[Data entries]
_ _ _

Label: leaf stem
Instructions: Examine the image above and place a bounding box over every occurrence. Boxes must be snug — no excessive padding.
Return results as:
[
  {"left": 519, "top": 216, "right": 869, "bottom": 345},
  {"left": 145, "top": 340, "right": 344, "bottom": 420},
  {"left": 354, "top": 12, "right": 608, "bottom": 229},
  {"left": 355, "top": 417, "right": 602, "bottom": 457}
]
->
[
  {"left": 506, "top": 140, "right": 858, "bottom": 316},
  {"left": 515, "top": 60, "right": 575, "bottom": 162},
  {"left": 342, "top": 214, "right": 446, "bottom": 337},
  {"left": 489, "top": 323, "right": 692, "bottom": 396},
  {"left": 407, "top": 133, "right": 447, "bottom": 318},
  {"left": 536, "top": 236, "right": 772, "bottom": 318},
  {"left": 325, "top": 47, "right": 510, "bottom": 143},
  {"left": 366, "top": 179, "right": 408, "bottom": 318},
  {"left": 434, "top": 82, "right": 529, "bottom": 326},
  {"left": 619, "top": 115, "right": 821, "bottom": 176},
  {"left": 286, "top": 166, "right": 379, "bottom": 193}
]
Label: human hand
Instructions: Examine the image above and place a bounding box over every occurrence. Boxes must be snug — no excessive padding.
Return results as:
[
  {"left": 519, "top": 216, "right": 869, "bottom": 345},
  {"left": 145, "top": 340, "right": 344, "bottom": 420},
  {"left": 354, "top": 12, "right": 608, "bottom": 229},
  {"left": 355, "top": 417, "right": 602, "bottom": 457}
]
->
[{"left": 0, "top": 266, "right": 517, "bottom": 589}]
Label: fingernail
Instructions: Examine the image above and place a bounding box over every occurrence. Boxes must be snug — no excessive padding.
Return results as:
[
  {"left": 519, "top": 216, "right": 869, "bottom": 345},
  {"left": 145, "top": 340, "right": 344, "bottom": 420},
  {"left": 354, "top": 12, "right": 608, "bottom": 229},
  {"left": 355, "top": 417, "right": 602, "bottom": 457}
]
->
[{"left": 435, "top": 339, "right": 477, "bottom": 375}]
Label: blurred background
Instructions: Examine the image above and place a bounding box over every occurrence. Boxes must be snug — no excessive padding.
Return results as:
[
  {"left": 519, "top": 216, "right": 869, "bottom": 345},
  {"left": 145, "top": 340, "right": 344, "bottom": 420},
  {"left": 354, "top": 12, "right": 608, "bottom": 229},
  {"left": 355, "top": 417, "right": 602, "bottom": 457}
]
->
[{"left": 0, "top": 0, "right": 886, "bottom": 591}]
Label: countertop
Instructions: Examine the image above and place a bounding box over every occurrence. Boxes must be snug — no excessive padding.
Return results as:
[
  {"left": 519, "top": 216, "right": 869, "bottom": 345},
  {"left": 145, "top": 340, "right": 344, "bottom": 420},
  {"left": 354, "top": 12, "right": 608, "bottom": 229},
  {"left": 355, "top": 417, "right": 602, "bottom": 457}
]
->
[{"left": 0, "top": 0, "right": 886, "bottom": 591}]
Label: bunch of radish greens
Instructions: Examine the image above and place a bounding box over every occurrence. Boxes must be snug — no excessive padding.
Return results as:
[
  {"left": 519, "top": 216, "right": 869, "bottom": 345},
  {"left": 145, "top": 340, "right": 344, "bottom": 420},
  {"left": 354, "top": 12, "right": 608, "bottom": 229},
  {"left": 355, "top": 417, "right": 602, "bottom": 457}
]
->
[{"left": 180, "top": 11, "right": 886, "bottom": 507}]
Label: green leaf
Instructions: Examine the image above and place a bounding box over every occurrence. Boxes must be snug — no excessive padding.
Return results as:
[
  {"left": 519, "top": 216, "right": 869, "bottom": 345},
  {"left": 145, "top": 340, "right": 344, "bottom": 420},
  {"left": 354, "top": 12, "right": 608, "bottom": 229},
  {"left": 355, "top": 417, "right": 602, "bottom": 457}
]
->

_ _ _

Task to complete
Reproduce all of the data above verbatim, line for line.

Exercise result
Label: leaf stem
Instructions: Examine the image above and place a bounding box over every occurrence. Boxes must be snug — no excessive padding.
Return results as:
[
  {"left": 519, "top": 216, "right": 869, "bottom": 345},
  {"left": 145, "top": 340, "right": 344, "bottom": 420},
  {"left": 354, "top": 12, "right": 608, "bottom": 229},
  {"left": 355, "top": 417, "right": 602, "bottom": 457}
]
->
[
  {"left": 506, "top": 140, "right": 858, "bottom": 316},
  {"left": 515, "top": 60, "right": 575, "bottom": 162},
  {"left": 342, "top": 214, "right": 446, "bottom": 337},
  {"left": 489, "top": 323, "right": 692, "bottom": 396},
  {"left": 407, "top": 133, "right": 447, "bottom": 318},
  {"left": 536, "top": 236, "right": 772, "bottom": 318},
  {"left": 325, "top": 47, "right": 510, "bottom": 143},
  {"left": 366, "top": 179, "right": 408, "bottom": 318},
  {"left": 434, "top": 82, "right": 529, "bottom": 326},
  {"left": 619, "top": 115, "right": 821, "bottom": 176},
  {"left": 286, "top": 166, "right": 379, "bottom": 193}
]
Label: human hand
Instructions: Examine the image above and place a bounding box over every occurrence. Boxes must be snug — no excessive padding.
Return results as:
[
  {"left": 519, "top": 216, "right": 869, "bottom": 345},
  {"left": 145, "top": 340, "right": 344, "bottom": 420},
  {"left": 354, "top": 12, "right": 608, "bottom": 229},
  {"left": 355, "top": 417, "right": 602, "bottom": 457}
]
->
[{"left": 0, "top": 266, "right": 517, "bottom": 589}]
Label: fingernail
Instructions: Examine the image above and place a bounding box over every occurrence. Boxes must be snug — no excessive padding.
Return results as:
[
  {"left": 519, "top": 216, "right": 869, "bottom": 345},
  {"left": 145, "top": 340, "right": 344, "bottom": 420},
  {"left": 354, "top": 12, "right": 608, "bottom": 229},
  {"left": 355, "top": 417, "right": 602, "bottom": 457}
]
->
[{"left": 435, "top": 339, "right": 477, "bottom": 375}]
Label: blurred background
Instructions: Examine the image above and place a bounding box over every occurrence. Boxes must be snug — no excessive padding.
Return results as:
[
  {"left": 519, "top": 216, "right": 869, "bottom": 345},
  {"left": 145, "top": 340, "right": 344, "bottom": 420},
  {"left": 354, "top": 12, "right": 608, "bottom": 229},
  {"left": 355, "top": 417, "right": 602, "bottom": 457}
]
->
[{"left": 0, "top": 0, "right": 886, "bottom": 591}]
Label: countertop
Instructions: Examine the image above and place a bounding box over every occurrence. Boxes must be snug — no excessive padding.
Return results as:
[
  {"left": 519, "top": 216, "right": 869, "bottom": 345},
  {"left": 145, "top": 340, "right": 344, "bottom": 420},
  {"left": 354, "top": 12, "right": 608, "bottom": 229},
  {"left": 355, "top": 417, "right": 602, "bottom": 457}
]
->
[{"left": 0, "top": 0, "right": 886, "bottom": 591}]
Label: bunch of radish greens
Instructions: Examine the image above and place a bounding box over every occurrence. Boxes must be snug — no excessive padding.
Return results as:
[
  {"left": 519, "top": 216, "right": 869, "bottom": 345},
  {"left": 145, "top": 340, "right": 344, "bottom": 420},
  {"left": 354, "top": 12, "right": 608, "bottom": 229},
  {"left": 355, "top": 417, "right": 602, "bottom": 457}
]
->
[{"left": 180, "top": 11, "right": 886, "bottom": 507}]
Label: green leaf
Instructions: Examine the image above and place a bounding box over every occurrence. Boxes must be snug — no excessive padding.
Return results as:
[
  {"left": 519, "top": 216, "right": 869, "bottom": 345},
  {"left": 145, "top": 340, "right": 344, "bottom": 420},
  {"left": 354, "top": 12, "right": 608, "bottom": 229},
  {"left": 355, "top": 417, "right": 602, "bottom": 457}
]
->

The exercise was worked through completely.